Object point labels

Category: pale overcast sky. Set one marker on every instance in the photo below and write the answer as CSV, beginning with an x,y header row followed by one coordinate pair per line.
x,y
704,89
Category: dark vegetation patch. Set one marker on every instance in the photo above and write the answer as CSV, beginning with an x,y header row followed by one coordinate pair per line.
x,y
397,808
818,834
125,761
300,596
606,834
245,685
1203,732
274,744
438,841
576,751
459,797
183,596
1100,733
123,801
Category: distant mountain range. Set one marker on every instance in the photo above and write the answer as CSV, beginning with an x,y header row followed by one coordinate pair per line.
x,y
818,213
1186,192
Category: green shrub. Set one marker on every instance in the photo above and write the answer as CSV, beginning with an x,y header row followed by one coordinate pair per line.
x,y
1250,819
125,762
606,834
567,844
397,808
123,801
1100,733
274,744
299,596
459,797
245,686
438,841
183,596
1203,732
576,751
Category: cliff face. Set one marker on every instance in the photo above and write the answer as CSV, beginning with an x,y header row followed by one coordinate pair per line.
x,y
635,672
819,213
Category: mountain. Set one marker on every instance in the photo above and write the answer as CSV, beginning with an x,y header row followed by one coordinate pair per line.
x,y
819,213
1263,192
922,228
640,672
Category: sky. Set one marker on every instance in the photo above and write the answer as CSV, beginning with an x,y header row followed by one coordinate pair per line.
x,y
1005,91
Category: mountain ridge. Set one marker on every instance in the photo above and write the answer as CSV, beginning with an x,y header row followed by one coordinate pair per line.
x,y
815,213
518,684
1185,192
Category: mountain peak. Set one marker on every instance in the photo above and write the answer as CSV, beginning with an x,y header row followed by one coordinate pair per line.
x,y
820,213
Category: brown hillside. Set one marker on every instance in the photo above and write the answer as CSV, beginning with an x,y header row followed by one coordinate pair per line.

▸ **Exercise task**:
Your task is to reproduce the whole listing exactly.

▸ **Answer for the task**:
Category: pale overcast sky. Set one marker on every instance in the photo below and write the answer as CSV, beginning with an x,y header row followed by one coordinate pair per line.
x,y
704,89
Category: dark vegetation patch. Set one marker on every instance in the photo above and write the answer as CSV, beginning with an x,y header row followed by one coordinate pair per line.
x,y
397,808
818,834
125,761
300,596
606,834
245,685
1203,732
274,744
438,841
576,751
459,797
183,596
1100,733
123,801
Category: distant mountain range. Set one marker on every instance in the photo above and write the answer as CSV, beginning with an x,y header row followed by one coordinate pair per line.
x,y
818,213
1186,192
Category: green shrub. Set one marker on every instance in the photo above and write the answer as CSV, beginning with an x,y header row followed by one coordinate pair per line.
x,y
1250,819
125,762
606,834
567,844
397,808
123,801
1100,733
274,744
299,596
459,797
245,686
438,841
183,596
1203,732
576,751
Category: cliff face. Set one marker on every instance in the photo above and write the answer as CSV, beginning with an x,y header row followed by one coordinate pair per line.
x,y
635,672
819,213
Category: mountain. Set one marker on every instance in the photo above and write the answer as CSV, beginning with an x,y header row followed by one coordinate pair per line.
x,y
819,213
1263,192
922,228
640,672
Category: sky. Set one marker on every instance in the photo above and write the answer as CSV, beginning with an x,y header row followed by one coordinate pair per line.
x,y
1005,91
Category: mountain ridge. Set one marker on every instance in the photo above and write the answer as CSV, beginning with an x,y header row followed by one coordinate pair per line.
x,y
815,213
518,684
1185,192
Category: mountain peak. Set one marker on every instance in the photo above and write the answer as CSV, beginning with an x,y header row followed by one coordinate pair per line.
x,y
820,213
Category: brown hillside. Set one marker on every instance in the photo above and write the answer as CSV, beginning with an x,y header row followed by one coordinate pair per line.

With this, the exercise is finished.